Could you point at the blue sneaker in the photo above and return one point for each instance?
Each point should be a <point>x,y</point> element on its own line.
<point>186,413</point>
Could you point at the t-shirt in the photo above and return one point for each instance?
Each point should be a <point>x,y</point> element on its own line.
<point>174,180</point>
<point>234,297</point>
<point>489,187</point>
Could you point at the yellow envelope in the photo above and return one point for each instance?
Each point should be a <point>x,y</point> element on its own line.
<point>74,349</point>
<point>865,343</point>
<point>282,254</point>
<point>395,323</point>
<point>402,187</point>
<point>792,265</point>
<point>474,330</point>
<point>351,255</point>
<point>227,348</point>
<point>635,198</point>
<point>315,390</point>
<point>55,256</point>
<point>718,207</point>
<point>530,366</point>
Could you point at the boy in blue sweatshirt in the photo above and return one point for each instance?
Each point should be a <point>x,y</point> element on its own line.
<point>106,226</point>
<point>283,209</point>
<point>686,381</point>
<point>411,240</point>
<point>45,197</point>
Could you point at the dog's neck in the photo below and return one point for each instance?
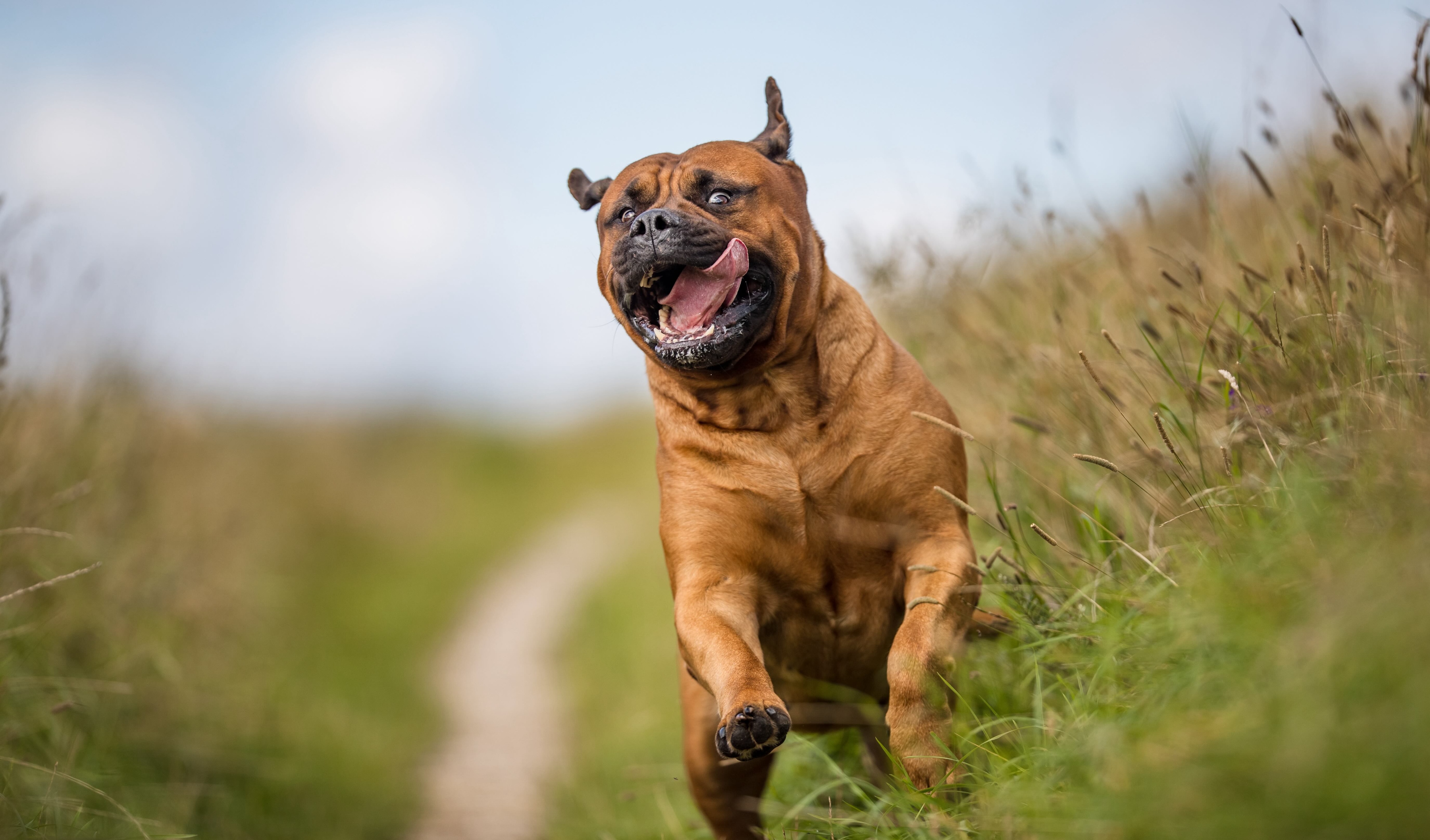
##########
Copy out every line above that contains the word "blue". Letter case matters.

Could you point at the blue sneaker in the photo above and return one point for each instance?
Could you point at the boy in blue sweatshirt in the photo above and return one point for each instance?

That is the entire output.